Extend the passage below on why autumn turns the mind toward reflection, picking up after its final sentence.

* **Given text**:
▼

It might be because of the spectacular fall show. It’s one thing to describe the riot of color that slowly burns through all of the deciduous trees around you, and it is quite another to actually walk through the blaze and notice the few green branches that are still clinging to summer as the rest of the season has burned out around them. It’s amazing to note how dark green the pines are in the face of all that excitement, disapproving old caretakers that don’t understand what all the fuss is about.

It certainly is hard not to think about death when many things are singing their mortality as loudly as they know how. It’s easy to ask what your purpose is in life and why are we really here when you notice the things that will soon be gone.

It might go back to our farming roots. When you had to make sure that there was enough food to carry everyone through the winter, there was a LOT to be done in the fall months. After the harvest, there was a flurry of preparation that needed to happen, in the fields and in the house, to keep body and stomach together through the cold season. Once that is done, your brain is primed to planning and thinking with no focus to keep it occupied, and that’s when the philosophy starts.

▲

* **Material provided**:
▼

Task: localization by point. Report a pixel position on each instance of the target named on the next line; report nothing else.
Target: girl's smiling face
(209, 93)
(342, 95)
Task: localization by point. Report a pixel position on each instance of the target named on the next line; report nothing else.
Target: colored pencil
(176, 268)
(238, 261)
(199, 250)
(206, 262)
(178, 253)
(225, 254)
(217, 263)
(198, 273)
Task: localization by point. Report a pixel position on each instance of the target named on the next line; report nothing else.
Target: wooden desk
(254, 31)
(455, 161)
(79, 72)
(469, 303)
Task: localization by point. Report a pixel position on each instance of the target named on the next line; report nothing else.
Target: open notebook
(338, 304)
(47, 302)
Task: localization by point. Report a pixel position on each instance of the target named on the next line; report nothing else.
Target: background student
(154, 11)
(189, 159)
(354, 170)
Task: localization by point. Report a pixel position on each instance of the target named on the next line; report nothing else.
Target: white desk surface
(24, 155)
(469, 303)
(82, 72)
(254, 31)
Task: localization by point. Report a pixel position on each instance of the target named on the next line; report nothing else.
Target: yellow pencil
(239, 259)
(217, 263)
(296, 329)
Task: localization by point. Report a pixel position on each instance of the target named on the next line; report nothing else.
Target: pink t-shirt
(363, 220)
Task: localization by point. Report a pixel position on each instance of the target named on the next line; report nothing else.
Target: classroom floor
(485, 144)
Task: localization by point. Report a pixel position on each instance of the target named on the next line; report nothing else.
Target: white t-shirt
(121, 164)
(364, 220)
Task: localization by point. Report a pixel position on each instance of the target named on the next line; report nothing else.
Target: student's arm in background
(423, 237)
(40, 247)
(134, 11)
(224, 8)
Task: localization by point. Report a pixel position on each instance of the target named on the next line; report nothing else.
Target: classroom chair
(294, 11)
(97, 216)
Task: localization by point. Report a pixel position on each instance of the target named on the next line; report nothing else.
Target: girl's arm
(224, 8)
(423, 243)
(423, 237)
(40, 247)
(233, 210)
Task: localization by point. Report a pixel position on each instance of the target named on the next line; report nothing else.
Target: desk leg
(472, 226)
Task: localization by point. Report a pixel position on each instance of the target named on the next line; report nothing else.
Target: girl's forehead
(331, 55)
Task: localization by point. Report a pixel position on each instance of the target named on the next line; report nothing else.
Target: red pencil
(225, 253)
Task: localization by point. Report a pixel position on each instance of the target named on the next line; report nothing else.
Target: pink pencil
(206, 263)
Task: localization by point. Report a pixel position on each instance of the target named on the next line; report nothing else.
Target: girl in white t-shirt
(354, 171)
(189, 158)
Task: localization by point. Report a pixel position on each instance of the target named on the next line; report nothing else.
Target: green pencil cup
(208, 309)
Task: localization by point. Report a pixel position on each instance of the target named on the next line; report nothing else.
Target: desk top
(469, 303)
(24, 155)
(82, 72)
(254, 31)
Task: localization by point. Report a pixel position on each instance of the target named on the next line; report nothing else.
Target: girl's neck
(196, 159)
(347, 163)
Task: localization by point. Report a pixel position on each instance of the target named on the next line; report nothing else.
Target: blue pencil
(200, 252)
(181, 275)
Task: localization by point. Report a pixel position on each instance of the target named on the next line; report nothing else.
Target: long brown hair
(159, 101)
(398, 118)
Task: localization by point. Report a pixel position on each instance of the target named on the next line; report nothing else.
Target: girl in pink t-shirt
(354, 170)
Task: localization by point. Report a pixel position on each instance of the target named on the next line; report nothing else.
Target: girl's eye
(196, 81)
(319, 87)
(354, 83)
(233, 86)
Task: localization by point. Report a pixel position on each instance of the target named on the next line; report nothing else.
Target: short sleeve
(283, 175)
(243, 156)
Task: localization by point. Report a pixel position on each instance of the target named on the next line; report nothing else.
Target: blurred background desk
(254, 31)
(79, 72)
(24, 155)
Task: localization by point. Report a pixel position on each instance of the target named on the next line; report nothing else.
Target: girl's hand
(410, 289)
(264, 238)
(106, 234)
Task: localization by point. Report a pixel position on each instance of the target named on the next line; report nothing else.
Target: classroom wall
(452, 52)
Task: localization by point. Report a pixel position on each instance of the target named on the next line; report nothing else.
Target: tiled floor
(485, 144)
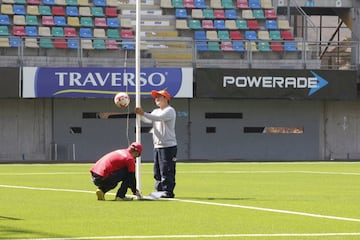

▲

* **Answer to this problem**:
Cozy Conversation

Always better with a lap critter.

Whatever the origin of this turn, our focus moves inward and we’re more likely to sit in coffee shops until all hours of the night talking over politics, religion, the past, the future… almost anything that we can imagine. It is truly lovely to have a soft cabled sweater and a cup of something warm and sweet to drink while these conversations are happening. A thick pair of socks or a handy lap blanket (or lap critter) adds to the cozy atmosphere and gives a boost to our creativity. After the harvest, somewhere between the start of school and mid-terms, and before the holiday season takes most of our attention, we turn inward and a lot of our most creative ideas come out.

So while the season is cooling, let’s get out there and… turn inward. Who knows, maybe you’ll think of the solution for world peace! Or maybe you’ll just figure out what to get Uncle Jim for Christmas. Either way, worth the effort.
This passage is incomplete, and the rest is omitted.